::: PASSAGE PROVIDED

New York Comic Con (NYCC) comes around once a year, and my first time going to NYCC—or any Con, for that matter—was last year. I had a blast, and ever since then had been looking forward to this year’s Con. I arranged for childcare for my son, made sure to get my work done ahead of time so I wasn’t stressed out about it (hello freelance life), and got my punk Leia cosplay together.
And then I started to get sick. Well, not sick per se—but really bad allergies. You know the kind: carrying around a box of tissues, that aching sore throat that doesn’t go away and feels like your throat is stuffed with pillows, and the headache and fatigue. I loaded myself up with vitamin C, took some allergy meds, washed my hands often, and hoped for the best.
I could only go one day, Thursday, the first day. That morning was rainy and chilly, and didn’t help my already iffy mood about it. I packed some Ludens cough drops and went on my way.

::::::

### WHAT TO WORK ON
[1] From the Comic Con piece, copy word for word the part starting at "New York Comic" and ending at "for the best.".
[2] Put this sentence from the Comic Con piece into Spanish: "I could only go one day, Thursday, the first day."

::: INFORMATION PROVIDED

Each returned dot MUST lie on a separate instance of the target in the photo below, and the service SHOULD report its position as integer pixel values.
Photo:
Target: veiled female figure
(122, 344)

::::::

### ANSWER SECTION
[1]
New York Comic Con (NYCC) comes around once a year, and my first time going to NYCC—or any Con, for that matter—was last year. I had a blast, and ever since then had been looking forward to this year’s Con. I arranged for childcare for my son, made sure to get my work done ahead of time so I wasn’t stressed out about it (hello freelance life), and got my punk Leia cosplay together.
And then I started to get sick. Well, not sick per se—but really bad allergies. You know the kind: carrying around a box of tissues, that aching sore throat that doesn’t go away and feels like your throat is stuffed with pillows, and the headache and fatigue. I loaded myself up with vitamin C, took some allergy meds, washed my hands often, and hoped for the best.

[2] Solo pude ir un día, el jueves, el primer día.